Extract:

_ _ _ _ _

Don’t you want to know about Transformers 5, dude?

t

Well, turns out Merlin was a bullshit artist and no wizard at all. Turns out he had him a lot of help from the Transformers who, as we learn from this movie, have been with us a lot longer than the 80’s.

merlin-staff-transformers

Now, bearing in mind I’ve not seen Dark of the Moon and Age of Extinction, ‘cause, while the first outing was okay, the second was just plain old big dollar dumbshit; it didn’t inspire me to keep up with the franchise. Nowadays though I find myself a father and thus have an excuse to be found at such films like The Last Knight and still be able to maintain my image.

But, while TLK is the same brand of BDD that saw my interest in the Transformers franchise diminish – this entry is a return to form. It is on par with all those great Michael Bay comedies of 90’s and early 00’s. With films like The Rock, Armageddon, Pearl Harbour and The Island – so Transformers 5 is bombastic, ludicrous, but also a bloody good laugh.

_ _ _ _ _

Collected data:
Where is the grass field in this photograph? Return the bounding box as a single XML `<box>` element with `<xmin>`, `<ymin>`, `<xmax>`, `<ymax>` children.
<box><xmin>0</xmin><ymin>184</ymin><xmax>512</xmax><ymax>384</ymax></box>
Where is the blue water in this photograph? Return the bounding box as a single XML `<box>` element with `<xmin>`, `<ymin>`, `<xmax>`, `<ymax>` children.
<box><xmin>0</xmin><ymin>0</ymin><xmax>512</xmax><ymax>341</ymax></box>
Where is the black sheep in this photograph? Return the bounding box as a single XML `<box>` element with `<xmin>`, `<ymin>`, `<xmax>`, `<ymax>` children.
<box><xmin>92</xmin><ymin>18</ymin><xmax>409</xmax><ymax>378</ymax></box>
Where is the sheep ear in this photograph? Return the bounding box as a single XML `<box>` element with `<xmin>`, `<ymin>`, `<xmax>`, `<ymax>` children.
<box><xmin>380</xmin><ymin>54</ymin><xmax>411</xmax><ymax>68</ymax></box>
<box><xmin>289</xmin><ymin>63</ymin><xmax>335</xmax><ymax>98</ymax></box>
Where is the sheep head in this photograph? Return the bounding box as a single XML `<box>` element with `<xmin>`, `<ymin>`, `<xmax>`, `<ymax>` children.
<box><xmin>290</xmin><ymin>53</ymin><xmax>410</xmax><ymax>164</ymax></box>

_ _ _ _ _

Tasks:
- 1) Answer these questions about the Transformers 5 review:
(a) According to the review, who gave Merlin a lot of help?
(b) Which two films in the franchise has the writer not seen?
(c) Which Michael Bay films of the 90's and early 00's does the review name?
- 2) Extract the portion of the Transformers 5 review between "merlin-staff-transformers" and "bloody good laugh.", inclusive.

The results:
- 1)
(a) The Transformers.
(b) Dark of the Moon and Age of Extinction.
(c) The Rock, Armageddon, Pearl Harbour and The Island.

- 2)
merlin-staff-transformers

Now, bearing in mind I’ve not seen Dark of the Moon and Age of Extinction, ‘cause, while the first outing was okay, the second was just plain old big dollar dumbshit; it didn’t inspire me to keep up with the franchise. Nowadays though I find myself a father and thus have an excuse to be found at such films like The Last Knight and still be able to maintain my image.

But, while TLK is the same brand of BDD that saw my interest in the Transformers franchise diminish – this entry is a return to form. It is on par with all those great Michael Bay comedies of 90’s and early 00’s. With films like The Rock, Armageddon, Pearl Harbour and The Island – so Transformers 5 is bombastic, ludicrous, but also a bloody good laugh.